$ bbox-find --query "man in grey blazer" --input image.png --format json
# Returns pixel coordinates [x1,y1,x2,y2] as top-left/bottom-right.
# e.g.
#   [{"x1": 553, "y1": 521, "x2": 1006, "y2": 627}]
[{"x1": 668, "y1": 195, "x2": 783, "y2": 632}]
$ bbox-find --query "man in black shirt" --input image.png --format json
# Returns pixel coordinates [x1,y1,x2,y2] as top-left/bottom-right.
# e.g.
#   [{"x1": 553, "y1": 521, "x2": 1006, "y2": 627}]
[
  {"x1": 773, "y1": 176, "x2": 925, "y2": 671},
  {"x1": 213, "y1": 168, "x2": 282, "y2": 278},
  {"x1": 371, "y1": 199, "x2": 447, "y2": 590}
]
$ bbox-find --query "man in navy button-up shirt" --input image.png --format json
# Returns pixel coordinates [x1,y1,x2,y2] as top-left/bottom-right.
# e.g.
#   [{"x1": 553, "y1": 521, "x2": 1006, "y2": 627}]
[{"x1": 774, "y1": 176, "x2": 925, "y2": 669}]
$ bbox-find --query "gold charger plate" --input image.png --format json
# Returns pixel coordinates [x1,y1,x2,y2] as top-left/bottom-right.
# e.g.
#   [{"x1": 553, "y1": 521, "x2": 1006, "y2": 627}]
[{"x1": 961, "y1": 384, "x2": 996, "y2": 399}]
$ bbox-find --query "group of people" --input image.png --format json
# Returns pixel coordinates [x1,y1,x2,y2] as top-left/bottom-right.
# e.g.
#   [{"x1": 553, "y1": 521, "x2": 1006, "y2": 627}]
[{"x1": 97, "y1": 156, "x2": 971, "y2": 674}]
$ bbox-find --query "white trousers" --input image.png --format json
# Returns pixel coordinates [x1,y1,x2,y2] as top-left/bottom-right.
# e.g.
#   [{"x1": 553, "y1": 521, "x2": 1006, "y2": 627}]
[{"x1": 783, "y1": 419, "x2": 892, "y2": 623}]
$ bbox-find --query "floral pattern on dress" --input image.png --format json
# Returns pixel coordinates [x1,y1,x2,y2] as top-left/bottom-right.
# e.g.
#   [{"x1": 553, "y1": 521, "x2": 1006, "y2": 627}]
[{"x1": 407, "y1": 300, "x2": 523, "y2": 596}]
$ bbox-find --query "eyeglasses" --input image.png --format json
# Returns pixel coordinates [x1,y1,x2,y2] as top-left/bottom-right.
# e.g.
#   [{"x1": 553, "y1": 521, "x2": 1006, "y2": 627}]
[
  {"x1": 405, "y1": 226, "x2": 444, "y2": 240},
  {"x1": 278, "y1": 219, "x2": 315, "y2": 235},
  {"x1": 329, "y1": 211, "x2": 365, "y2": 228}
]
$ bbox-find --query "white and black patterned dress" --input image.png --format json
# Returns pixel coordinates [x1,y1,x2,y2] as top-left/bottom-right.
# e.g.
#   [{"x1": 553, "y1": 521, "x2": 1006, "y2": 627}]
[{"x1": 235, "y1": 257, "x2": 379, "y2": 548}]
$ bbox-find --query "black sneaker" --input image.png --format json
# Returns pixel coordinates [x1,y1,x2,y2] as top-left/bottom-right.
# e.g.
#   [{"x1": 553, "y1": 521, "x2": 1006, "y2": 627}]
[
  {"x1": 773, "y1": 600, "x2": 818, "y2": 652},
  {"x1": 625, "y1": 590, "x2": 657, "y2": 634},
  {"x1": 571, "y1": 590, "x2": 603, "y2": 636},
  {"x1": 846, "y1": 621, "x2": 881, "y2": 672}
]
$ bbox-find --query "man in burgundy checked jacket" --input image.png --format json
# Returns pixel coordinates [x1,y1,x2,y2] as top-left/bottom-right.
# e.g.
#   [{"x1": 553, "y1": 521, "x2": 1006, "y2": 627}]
------------------------------------------------------------
Given problem | From the rows above, pull out every line that contains the word "white" and copy those lines as they appear. Match case exactly.

Task output |
$ bbox-find --query "white trousers" --input image.png --format json
$ bbox-find --query "white and black patterned dress" --input image.png --format json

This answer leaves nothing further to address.